## Begin Dataset entries
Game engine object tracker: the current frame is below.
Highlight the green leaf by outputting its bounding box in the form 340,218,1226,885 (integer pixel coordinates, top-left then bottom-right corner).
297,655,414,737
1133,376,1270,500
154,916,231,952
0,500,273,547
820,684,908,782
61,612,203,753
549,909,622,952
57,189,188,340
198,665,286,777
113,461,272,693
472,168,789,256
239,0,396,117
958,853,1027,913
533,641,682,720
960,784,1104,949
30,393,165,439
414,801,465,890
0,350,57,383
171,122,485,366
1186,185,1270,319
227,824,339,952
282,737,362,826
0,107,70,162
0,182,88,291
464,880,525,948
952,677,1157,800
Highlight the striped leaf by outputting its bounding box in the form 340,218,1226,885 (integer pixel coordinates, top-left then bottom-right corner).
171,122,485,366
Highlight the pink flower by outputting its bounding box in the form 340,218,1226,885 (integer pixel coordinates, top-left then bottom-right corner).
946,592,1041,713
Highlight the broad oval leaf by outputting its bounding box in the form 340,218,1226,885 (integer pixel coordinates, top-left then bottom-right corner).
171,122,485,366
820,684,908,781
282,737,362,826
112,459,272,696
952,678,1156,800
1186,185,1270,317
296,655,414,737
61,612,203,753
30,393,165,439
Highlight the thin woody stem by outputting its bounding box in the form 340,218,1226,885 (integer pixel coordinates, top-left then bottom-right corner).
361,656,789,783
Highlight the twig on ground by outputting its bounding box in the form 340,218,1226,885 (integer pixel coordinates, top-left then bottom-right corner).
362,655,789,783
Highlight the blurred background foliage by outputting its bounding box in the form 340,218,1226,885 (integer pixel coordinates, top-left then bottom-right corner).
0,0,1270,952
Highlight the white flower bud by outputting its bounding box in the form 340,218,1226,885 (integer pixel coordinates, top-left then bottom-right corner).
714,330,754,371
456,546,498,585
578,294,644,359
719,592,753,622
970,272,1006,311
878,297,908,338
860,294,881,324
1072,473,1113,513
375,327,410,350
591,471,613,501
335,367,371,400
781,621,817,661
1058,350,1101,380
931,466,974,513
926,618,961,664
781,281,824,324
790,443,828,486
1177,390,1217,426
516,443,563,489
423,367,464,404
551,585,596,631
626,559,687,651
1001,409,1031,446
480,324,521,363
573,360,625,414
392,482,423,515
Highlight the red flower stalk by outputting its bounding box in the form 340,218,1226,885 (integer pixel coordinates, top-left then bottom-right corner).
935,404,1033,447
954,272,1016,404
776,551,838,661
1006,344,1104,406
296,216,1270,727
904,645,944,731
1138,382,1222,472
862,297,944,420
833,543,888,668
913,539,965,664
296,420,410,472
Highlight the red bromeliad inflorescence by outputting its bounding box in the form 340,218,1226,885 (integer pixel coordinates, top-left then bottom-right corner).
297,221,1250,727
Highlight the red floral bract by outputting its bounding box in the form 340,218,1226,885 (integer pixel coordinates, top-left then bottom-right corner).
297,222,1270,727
## End Dataset entries
What you need to do
Give only the number of lines in the material above that contain the string "then", with case counting.

Task answer
11